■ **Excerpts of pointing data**
________________________________________

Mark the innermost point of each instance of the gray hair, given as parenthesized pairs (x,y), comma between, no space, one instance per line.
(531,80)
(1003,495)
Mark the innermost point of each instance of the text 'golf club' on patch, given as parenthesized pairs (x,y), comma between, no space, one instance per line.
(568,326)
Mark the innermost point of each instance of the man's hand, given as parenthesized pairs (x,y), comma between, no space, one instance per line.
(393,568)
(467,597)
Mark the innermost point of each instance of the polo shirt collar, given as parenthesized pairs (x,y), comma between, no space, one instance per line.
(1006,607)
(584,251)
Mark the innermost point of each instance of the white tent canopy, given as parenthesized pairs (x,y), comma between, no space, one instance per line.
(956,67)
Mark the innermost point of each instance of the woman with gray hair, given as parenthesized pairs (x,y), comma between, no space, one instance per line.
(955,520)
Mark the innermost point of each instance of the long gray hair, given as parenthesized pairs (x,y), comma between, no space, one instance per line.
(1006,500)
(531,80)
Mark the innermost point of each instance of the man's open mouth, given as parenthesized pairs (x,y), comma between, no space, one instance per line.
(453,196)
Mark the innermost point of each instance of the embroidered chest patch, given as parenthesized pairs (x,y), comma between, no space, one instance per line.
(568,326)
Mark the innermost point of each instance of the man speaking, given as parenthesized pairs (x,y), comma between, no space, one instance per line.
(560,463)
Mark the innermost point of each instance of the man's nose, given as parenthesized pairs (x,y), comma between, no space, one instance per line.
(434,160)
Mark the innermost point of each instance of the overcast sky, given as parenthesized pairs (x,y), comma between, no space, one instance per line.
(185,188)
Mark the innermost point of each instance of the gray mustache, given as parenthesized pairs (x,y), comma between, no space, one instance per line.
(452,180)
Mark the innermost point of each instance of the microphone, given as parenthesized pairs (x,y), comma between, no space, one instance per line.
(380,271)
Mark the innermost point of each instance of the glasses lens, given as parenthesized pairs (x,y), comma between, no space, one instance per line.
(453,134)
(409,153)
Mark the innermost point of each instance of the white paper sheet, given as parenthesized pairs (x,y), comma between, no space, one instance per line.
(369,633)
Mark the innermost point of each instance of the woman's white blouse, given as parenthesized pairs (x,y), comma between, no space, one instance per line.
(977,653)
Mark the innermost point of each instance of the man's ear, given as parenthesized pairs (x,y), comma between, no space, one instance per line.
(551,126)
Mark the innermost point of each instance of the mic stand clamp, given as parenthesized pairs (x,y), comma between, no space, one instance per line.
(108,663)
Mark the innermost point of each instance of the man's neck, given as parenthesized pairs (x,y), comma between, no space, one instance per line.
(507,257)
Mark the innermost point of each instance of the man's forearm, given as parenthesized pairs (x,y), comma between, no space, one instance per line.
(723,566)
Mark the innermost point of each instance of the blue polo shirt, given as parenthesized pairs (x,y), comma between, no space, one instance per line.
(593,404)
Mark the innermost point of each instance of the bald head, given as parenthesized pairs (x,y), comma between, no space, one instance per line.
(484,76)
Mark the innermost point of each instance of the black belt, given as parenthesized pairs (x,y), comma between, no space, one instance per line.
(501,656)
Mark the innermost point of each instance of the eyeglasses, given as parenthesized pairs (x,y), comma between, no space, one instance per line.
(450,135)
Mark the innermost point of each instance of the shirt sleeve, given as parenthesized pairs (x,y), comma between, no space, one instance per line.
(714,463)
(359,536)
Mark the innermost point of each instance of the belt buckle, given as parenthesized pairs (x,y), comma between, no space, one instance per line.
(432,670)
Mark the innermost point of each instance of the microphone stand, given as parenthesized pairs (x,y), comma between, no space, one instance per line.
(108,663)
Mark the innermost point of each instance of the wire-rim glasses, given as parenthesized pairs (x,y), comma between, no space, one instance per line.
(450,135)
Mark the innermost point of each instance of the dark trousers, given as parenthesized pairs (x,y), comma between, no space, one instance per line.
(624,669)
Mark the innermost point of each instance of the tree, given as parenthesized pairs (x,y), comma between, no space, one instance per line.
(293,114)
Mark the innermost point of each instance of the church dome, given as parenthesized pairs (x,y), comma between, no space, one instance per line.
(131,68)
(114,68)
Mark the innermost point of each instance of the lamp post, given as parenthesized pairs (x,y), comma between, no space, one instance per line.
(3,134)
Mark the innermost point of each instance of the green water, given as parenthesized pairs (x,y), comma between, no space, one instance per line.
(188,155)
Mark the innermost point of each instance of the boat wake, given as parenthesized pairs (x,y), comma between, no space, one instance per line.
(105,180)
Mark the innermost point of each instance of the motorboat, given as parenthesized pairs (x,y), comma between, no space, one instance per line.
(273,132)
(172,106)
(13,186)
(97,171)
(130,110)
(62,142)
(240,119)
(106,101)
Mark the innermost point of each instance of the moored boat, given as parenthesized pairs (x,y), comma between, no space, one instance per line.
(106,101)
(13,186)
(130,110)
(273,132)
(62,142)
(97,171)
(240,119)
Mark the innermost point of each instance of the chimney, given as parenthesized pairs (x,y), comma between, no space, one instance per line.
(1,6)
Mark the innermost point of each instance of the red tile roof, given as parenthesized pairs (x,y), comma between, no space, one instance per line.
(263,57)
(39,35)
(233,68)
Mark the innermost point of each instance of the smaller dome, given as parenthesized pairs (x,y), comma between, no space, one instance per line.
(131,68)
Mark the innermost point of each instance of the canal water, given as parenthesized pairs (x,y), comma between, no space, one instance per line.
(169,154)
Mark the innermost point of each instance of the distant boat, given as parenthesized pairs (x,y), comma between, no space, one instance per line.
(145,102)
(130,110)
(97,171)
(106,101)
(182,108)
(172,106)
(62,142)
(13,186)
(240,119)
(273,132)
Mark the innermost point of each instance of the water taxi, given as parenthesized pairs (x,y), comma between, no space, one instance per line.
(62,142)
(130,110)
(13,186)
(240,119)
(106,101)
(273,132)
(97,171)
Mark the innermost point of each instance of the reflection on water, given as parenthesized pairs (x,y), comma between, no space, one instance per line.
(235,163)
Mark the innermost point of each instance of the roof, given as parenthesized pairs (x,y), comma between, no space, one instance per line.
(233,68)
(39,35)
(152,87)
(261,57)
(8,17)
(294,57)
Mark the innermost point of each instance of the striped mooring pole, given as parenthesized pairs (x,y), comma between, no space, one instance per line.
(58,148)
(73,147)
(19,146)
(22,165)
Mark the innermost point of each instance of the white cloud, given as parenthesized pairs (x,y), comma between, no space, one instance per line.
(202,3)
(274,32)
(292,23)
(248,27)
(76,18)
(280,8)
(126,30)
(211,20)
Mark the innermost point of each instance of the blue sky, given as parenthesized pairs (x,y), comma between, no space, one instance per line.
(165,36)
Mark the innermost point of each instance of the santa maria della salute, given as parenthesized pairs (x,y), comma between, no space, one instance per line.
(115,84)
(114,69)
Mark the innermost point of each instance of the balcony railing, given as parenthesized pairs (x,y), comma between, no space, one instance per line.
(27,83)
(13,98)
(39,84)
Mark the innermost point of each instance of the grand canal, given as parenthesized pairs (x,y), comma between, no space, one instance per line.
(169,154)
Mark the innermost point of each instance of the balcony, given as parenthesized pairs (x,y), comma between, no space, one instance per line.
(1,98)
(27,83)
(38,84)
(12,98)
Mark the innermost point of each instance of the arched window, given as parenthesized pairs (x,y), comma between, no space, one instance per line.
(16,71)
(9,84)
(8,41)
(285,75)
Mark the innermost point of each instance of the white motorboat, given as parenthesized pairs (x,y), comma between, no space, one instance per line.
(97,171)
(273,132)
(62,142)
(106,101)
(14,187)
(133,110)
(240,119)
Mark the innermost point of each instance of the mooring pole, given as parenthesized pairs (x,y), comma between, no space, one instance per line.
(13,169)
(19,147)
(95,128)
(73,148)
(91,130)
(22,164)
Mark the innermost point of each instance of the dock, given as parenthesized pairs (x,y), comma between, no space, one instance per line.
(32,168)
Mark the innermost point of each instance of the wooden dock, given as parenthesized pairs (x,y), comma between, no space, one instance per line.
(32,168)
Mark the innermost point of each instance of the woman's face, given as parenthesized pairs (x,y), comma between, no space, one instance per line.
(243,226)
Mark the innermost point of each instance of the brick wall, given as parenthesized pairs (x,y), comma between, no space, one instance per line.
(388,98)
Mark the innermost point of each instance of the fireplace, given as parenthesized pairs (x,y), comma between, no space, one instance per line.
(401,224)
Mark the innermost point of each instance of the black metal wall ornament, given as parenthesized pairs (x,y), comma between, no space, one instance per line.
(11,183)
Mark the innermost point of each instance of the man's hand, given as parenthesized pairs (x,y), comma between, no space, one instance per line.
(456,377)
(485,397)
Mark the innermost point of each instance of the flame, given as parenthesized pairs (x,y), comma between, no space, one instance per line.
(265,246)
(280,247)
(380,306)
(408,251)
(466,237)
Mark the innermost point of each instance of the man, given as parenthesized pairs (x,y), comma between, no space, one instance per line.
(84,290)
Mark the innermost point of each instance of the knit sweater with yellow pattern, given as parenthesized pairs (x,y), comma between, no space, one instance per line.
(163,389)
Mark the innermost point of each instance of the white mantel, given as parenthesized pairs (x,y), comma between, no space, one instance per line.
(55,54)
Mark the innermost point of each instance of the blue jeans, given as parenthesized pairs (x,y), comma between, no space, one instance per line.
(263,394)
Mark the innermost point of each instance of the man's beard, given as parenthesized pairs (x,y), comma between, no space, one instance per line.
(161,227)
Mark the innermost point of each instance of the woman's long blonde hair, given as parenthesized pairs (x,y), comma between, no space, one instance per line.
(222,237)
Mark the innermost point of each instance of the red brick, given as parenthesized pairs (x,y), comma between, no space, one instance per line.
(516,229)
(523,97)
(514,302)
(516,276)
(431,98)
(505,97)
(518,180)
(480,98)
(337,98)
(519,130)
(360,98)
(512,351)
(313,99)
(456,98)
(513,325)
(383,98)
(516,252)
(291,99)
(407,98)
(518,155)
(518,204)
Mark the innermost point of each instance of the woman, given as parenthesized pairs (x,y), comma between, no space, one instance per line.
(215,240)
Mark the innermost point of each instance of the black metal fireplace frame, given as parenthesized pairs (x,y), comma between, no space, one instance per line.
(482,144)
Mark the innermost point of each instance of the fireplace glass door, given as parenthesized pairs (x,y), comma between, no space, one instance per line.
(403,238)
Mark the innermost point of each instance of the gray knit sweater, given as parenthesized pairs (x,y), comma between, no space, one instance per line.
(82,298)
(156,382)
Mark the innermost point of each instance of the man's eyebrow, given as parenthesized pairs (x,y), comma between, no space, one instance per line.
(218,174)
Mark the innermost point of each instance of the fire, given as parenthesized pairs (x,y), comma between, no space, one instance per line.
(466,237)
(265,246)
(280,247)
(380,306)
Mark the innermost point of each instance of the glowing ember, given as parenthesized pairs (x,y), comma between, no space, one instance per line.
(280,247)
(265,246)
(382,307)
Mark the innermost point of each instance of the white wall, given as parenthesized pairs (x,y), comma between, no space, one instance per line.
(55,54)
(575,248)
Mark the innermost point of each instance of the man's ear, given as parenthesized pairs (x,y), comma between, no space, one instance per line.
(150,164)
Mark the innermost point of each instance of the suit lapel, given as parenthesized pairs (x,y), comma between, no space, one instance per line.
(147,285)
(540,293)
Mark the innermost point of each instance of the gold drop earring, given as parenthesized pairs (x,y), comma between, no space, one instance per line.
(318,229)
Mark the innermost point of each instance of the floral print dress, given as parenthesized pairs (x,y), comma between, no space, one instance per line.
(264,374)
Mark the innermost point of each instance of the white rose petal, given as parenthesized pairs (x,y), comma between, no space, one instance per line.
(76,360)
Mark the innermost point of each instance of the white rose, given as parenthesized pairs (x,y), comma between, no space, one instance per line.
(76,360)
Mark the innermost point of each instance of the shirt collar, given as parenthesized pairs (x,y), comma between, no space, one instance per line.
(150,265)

________________________________________

■ **TASK BRIEF**
Output only the lines from the one holding "Mark the innermost point of each instance of the suit" through the last line above, exactly as they appear.

■ **WORKED SOLUTION**
Mark the innermost point of each instance of the suit lapel, given as parenthesized pairs (x,y), comma between, no space, one instance per line.
(147,285)
(540,293)
Mark the innermost point of each instance of the gold drop earring, given as parenthesized pairs (x,y), comma between, no space, one instance per line.
(318,229)
Mark the innermost point of each instance of the floral print dress, given as parenthesized pairs (x,y), comma between, no space, one instance per line.
(264,374)
Mark the innermost point of each instance of the white rose petal, given as parenthesized pairs (x,y), comma between, no space, one instance per line.
(76,360)
Mark the innermost point of each instance of the white rose, given as parenthesized pairs (x,y), comma between, no space, one instance per line.
(76,360)
Mark the innermost point of each instance of the shirt collar, given as parenthesized pairs (x,y), comma between, no space, one instance per line.
(150,265)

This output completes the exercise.